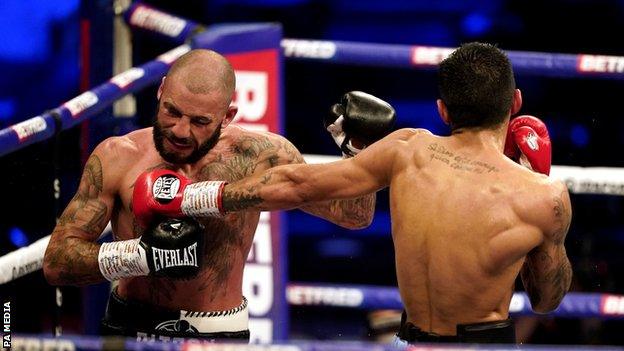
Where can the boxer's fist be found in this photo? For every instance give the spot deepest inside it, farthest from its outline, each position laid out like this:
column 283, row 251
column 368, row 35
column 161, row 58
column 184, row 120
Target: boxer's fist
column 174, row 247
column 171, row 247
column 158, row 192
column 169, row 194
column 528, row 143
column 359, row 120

---+---

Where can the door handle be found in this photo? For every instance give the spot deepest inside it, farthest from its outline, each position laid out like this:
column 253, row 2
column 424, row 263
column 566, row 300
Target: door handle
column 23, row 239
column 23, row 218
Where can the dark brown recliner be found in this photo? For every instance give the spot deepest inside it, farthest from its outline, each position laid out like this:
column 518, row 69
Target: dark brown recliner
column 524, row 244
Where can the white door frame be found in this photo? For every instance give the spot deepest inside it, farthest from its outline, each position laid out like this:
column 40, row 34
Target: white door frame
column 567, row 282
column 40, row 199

---+---

# Problem:
Nothing but a number is expected here: say how many lines in the material hold "found".

# Output for this exercise:
4